====== DATA SHOWN
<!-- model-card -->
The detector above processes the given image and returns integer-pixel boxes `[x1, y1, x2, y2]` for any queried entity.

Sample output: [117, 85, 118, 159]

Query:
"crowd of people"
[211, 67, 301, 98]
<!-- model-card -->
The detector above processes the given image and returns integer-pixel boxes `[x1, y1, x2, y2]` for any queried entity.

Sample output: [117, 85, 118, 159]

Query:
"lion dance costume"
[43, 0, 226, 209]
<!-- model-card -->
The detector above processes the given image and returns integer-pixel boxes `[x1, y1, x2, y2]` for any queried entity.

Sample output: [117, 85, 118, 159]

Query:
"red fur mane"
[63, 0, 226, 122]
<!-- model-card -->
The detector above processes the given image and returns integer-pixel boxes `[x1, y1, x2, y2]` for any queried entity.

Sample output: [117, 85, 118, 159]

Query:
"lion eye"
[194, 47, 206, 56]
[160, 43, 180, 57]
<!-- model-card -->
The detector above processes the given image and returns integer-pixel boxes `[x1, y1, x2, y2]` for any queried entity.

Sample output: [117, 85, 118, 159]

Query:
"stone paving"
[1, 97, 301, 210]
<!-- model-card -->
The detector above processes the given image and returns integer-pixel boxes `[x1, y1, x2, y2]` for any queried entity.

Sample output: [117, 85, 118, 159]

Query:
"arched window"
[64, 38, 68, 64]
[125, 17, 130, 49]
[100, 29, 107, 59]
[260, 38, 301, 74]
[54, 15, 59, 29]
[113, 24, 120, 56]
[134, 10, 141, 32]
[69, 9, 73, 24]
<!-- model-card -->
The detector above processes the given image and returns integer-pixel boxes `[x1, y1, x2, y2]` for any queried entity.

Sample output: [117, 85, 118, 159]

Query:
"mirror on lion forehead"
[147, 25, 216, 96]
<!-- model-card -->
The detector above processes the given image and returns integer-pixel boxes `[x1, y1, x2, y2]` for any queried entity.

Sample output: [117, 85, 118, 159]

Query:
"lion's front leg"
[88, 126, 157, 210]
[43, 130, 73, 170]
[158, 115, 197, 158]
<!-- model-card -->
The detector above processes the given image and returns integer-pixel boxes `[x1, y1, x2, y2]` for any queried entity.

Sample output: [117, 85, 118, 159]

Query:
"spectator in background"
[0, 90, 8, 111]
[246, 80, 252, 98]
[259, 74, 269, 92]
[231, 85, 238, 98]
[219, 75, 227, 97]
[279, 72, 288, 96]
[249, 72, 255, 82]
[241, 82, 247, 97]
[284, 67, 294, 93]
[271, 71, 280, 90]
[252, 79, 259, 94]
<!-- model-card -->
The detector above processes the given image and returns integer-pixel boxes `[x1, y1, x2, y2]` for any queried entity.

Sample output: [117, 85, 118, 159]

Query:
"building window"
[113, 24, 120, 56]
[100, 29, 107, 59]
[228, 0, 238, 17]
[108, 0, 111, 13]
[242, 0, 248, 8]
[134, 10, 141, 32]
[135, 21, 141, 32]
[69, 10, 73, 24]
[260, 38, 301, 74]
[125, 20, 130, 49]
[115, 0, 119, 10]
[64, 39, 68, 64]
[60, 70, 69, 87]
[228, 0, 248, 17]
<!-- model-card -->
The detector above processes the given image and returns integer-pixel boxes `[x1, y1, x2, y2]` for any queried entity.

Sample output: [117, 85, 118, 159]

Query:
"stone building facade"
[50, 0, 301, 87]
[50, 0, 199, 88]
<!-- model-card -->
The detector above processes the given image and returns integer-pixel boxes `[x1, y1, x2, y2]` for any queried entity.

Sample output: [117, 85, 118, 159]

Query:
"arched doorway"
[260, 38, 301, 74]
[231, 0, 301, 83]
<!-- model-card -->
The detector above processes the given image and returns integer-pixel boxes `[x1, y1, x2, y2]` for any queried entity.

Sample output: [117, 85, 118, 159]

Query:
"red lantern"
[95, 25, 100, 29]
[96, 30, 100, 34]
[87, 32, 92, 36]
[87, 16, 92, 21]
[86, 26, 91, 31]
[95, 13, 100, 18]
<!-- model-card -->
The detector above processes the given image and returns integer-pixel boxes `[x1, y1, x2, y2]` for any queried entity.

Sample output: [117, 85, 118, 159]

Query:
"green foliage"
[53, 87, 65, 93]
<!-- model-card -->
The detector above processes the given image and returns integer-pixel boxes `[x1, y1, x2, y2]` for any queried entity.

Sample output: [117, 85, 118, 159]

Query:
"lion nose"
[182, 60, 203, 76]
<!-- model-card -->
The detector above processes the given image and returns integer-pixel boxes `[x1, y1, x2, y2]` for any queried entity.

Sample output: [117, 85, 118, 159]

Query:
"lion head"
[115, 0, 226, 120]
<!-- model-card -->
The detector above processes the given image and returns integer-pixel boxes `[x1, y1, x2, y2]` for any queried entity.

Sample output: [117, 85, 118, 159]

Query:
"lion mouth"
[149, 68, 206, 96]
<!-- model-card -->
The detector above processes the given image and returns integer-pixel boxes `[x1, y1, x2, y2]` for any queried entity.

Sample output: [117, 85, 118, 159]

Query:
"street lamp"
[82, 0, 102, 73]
============
Repeat the material in full, exactly as it reads.

▶ RESPONSE FOR THIS EXERCISE:
<!-- model-card -->
The detector above processes the given image and returns integer-pixel boxes `[x1, y1, x2, y2]` for any queried entity.

Sample output: [117, 85, 118, 159]

Query:
"crowd of people"
[211, 67, 301, 98]
<!-- model-card -->
The detector above processes the given image and returns integer-pixel boxes `[x1, y1, x2, y2]` for any queried entity.

Sample output: [117, 85, 118, 159]

Query:
"lion dance costume"
[43, 0, 226, 209]
<!-- model-card -->
The detector above processes the given image and returns integer-pixel boxes `[x1, y1, x2, y2]` for any queried entity.

Sample output: [117, 85, 118, 159]

Query:
"red fur mane"
[63, 0, 226, 122]
<!-- model-card -->
The detector above processes the given image and returns integer-pixel boxes `[x1, y1, x2, y2]` for any queried entity.

Sample output: [117, 85, 118, 159]

Query:
"lion eye"
[194, 47, 206, 56]
[160, 43, 180, 57]
<!-- model-card -->
The detector above processes the given image and returns integer-pixel boxes `[x1, y1, x2, y2]` for any queried entity.

Sample output: [117, 85, 118, 159]

Query:
"stone paving"
[1, 97, 301, 210]
<!-- model-card -->
The detector above processes the given image and returns integer-pixel boxes `[x1, y1, x2, y2]` for any queried entity.

Sample output: [117, 85, 118, 159]

Query:
"arched window"
[64, 38, 68, 64]
[125, 17, 130, 49]
[100, 29, 107, 59]
[260, 38, 301, 74]
[54, 15, 59, 29]
[113, 24, 120, 56]
[134, 10, 141, 32]
[69, 9, 73, 24]
<!-- model-card -->
The detector above processes the given image and returns integer-pixel boxes `[x1, y1, x2, y2]` for any queried entity.

Sample output: [117, 85, 118, 159]

Query:
"mirror on lion forehead"
[147, 25, 216, 96]
<!-- model-card -->
The detector above processes the given image and returns integer-pixel boxes `[x1, y1, x2, y2]` for any queried entity.

Sample output: [117, 85, 118, 159]

Query:
"lion's front leg"
[88, 126, 157, 210]
[43, 130, 73, 170]
[158, 115, 197, 158]
<!-- model-card -->
The detector above processes the given image and returns integer-pixel boxes `[x1, y1, x2, y2]` for any queried entity.

Sample output: [117, 85, 118, 159]

Query:
"spectator in background"
[0, 90, 8, 111]
[246, 80, 252, 98]
[259, 74, 269, 92]
[231, 85, 238, 98]
[219, 75, 227, 97]
[279, 72, 288, 96]
[249, 72, 255, 82]
[241, 82, 247, 97]
[284, 67, 294, 93]
[271, 71, 280, 90]
[252, 79, 259, 94]
<!-- model-card -->
The detector above processes the given image and returns integer-pixel boxes `[x1, y1, x2, y2]` for any queried entity.

Sample output: [117, 85, 118, 159]

Query:
"building window"
[113, 24, 120, 56]
[100, 29, 107, 59]
[228, 0, 238, 17]
[108, 0, 111, 13]
[242, 0, 248, 8]
[134, 10, 141, 32]
[135, 21, 141, 32]
[69, 10, 73, 24]
[260, 38, 301, 74]
[125, 20, 130, 49]
[115, 0, 119, 10]
[64, 39, 68, 64]
[60, 70, 69, 87]
[228, 0, 248, 17]
<!-- model-card -->
The detector above processes the given image and returns integer-pixel boxes `[x1, y1, x2, y2]` for any queried entity.

Sample output: [117, 85, 118, 159]

Query:
"stone building facade"
[50, 0, 301, 87]
[50, 0, 199, 88]
<!-- model-card -->
The detector above processes the given image and returns integer-pixel boxes `[x1, y1, x2, y2]` for any queried entity.

Sample output: [117, 85, 118, 159]

Query:
"arched doorway"
[260, 38, 301, 74]
[231, 0, 301, 83]
<!-- model-card -->
The detector above processes the given image and returns integer-pixel boxes `[x1, y1, x2, y2]` for any queried entity.

Sample output: [117, 85, 118, 159]

Query:
"red lantern"
[95, 25, 100, 29]
[96, 30, 100, 34]
[87, 32, 92, 36]
[87, 16, 92, 21]
[86, 26, 91, 31]
[95, 13, 100, 18]
<!-- model-card -->
The detector above processes the given image and returns integer-pixel boxes `[x1, y1, x2, y2]` for any queried entity.

Sample output: [117, 85, 118, 159]

Query:
"green foliage"
[53, 87, 65, 93]
<!-- model-card -->
The detector above processes the given image and returns integer-pixel boxes `[x1, y1, x2, y2]` for any queried entity.

Sample output: [117, 85, 118, 159]

Query:
"lion nose"
[182, 60, 203, 76]
<!-- model-card -->
The detector above processes the given image and returns integer-pixel boxes `[x1, y1, x2, y2]` for any queried entity.

Sample output: [117, 85, 118, 159]

Query:
"lion head"
[115, 0, 226, 120]
<!-- model-card -->
The detector above processes the given image and returns integer-pixel boxes `[x1, y1, x2, y2]` for any queried entity.

Sample output: [117, 85, 118, 159]

Query:
"lion mouth"
[149, 68, 206, 96]
<!-- model-card -->
The detector above processes the given image and returns integer-pixel boxes `[x1, y1, x2, y2]` for any queried entity.

Sample output: [117, 85, 118, 159]

Query:
"street lamp"
[82, 0, 102, 73]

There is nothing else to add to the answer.